_課題の目的_
統合失調症の症状を扱った本文から、「陰性症状群:感情鈍麻、意欲低下など。」で始まり「ことで、その内容は多様です。」で終わる部分までを、一字一句変えずに書き写してください。

_本文抜粋_
はじめに
この記事を読んで頂いている方は、ご家族が統合失調症だと告げられ、統合失調症とはどのような病気なのか心配していらっしゃるのではないでしょうか。またはご家族がもしかすると統合失調症なのではないかと不安に感じている方がいらっしゃるかもしれません。そのような方のために、この記事では統合失調症の主な症状についてご紹介したいと思います。病気について正しい知識を得ることは回復のために重要です。
統合失調症の症状について
統合失調症では様々な症状が認められ、以下のように整理できます。
陽性症状群:幻覚、妄想、自我障害、まとまりの無い思考など。
陰性症状群:感情鈍麻、意欲低下など。
感情症状群:不安、緊張、抑うつ、など。
認知機能症状群:記憶障害など。
幻覚
幻覚は正常な知覚と同等の強さで体験され、意志によって制御出来ません。幻覚は、どのような感覚にも生じますが(聴覚の場合は幻聴であり、視覚の場合は幻視)、統合失調症では幻聴が最も多いとされています。
幻聴は通常、声として体験され、聞き慣れた声も聞き慣れない声もありますが、その人の思考とは別なものとして体験されます。
自分のことを3人称でうわさをしている1人または複数の声がきこえることもあり、会話形式(言い合う形)の幻声と呼ばれます。
自分の行為と共に発言する幻声もあります。「彼、今トイレに入ったよ」など。
自分の考えが声になって聞こえるということもあり、考想化声と呼ばれます。
妄想
妄想とは、相反する証拠があっても変わることがない考えのことで、その内容は多様です。
被害妄想:ある人や団体などから危害を加えられる、嫌がらせをされる、などの考え。
関係妄想:ちょっとした仕草や言葉や身の回りの些細なことなどが自分に向けられているという考え。「家の前を人が笑いながら歩いていったのは、自分を馬鹿にしているのだ」など。

_データ一覧_
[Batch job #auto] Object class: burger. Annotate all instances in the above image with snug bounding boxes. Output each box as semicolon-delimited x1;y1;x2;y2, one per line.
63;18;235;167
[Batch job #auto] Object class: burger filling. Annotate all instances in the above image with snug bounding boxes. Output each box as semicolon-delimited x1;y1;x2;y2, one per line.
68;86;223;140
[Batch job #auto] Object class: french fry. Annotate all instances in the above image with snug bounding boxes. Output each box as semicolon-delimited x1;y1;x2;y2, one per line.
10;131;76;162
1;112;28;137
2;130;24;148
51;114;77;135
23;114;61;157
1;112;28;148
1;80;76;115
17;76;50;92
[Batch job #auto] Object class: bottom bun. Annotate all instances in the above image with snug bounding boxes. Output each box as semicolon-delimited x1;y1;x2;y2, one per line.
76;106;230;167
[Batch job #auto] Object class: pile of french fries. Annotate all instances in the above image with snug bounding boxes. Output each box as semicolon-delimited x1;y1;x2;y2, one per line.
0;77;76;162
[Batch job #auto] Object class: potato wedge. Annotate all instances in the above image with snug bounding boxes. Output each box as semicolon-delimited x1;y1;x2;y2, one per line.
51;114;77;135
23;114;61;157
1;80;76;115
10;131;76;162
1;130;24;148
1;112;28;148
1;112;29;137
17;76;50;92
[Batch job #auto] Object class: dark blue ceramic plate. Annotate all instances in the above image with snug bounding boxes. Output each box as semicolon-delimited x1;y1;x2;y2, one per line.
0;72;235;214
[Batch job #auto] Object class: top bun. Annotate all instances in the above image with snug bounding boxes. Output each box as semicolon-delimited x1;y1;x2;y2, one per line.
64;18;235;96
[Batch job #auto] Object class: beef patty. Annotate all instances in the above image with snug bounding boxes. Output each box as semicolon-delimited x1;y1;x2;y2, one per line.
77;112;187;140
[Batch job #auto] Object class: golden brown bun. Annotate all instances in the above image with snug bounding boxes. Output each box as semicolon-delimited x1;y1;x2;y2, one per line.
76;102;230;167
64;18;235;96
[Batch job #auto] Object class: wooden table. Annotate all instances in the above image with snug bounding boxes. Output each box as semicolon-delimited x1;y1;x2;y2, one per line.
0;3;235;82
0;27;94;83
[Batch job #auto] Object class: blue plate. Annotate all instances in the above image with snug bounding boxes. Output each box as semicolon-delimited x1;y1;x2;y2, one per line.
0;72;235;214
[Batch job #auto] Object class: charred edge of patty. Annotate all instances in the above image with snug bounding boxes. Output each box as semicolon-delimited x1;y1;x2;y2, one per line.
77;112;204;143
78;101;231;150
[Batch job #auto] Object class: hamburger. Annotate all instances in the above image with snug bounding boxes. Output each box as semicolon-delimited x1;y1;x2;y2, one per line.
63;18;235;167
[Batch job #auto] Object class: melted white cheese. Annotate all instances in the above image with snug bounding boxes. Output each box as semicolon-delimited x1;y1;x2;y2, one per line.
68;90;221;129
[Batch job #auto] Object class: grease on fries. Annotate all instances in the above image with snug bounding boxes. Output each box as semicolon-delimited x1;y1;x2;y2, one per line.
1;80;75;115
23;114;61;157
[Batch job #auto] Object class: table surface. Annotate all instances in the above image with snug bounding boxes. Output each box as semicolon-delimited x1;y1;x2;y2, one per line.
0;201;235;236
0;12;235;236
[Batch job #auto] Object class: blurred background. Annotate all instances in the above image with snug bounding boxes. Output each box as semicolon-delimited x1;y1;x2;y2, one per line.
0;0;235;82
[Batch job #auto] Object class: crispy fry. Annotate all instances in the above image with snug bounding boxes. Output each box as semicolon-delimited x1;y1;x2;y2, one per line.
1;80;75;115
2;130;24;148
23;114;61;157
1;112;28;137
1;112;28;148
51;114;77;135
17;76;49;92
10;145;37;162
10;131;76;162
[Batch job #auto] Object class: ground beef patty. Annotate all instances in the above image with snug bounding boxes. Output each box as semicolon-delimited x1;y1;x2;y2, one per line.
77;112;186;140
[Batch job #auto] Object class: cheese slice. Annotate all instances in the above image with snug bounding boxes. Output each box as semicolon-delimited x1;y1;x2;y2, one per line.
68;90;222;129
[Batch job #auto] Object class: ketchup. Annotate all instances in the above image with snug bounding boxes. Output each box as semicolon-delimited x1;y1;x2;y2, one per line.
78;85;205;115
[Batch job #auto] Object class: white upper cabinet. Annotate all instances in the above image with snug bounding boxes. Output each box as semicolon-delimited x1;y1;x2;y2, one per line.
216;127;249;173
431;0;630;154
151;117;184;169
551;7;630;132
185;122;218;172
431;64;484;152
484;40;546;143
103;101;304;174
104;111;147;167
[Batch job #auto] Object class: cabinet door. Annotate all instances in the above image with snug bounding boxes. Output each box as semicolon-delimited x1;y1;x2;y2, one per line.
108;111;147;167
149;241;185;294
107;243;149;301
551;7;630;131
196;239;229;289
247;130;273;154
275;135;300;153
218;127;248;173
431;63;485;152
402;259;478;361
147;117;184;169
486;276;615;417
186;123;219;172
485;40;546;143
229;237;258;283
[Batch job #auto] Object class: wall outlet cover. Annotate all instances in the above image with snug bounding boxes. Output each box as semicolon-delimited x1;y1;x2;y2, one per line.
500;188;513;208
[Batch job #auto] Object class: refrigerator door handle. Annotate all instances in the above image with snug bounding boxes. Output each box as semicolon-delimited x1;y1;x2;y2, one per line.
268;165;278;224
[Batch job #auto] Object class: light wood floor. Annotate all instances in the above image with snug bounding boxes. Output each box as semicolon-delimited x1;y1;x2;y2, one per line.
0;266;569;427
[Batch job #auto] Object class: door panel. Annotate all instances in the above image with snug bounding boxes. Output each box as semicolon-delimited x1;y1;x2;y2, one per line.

_解答欄_
陰性症状群:感情鈍麻、意欲低下など。
感情症状群:不安、緊張、抑うつ、など。
認知機能症状群:記憶障害など。
幻覚
幻覚は正常な知覚と同等の強さで体験され、意志によって制御出来ません。幻覚は、どのような感覚にも生じますが(聴覚の場合は幻聴であり、視覚の場合は幻視)、統合失調症では幻聴が最も多いとされています。
幻聴は通常、声として体験され、聞き慣れた声も聞き慣れない声もありますが、その人の思考とは別なものとして体験されます。
自分のことを3人称でうわさをしている1人または複数の声がきこえることもあり、会話形式(言い合う形)の幻声と呼ばれます。
自分の行為と共に発言する幻声もあります。「彼、今トイレに入ったよ」など。
自分の考えが声になって聞こえるということもあり、考想化声と呼ばれます。
妄想
妄想とは、相反する証拠があっても変わることがない考えのことで、その内容は多様です。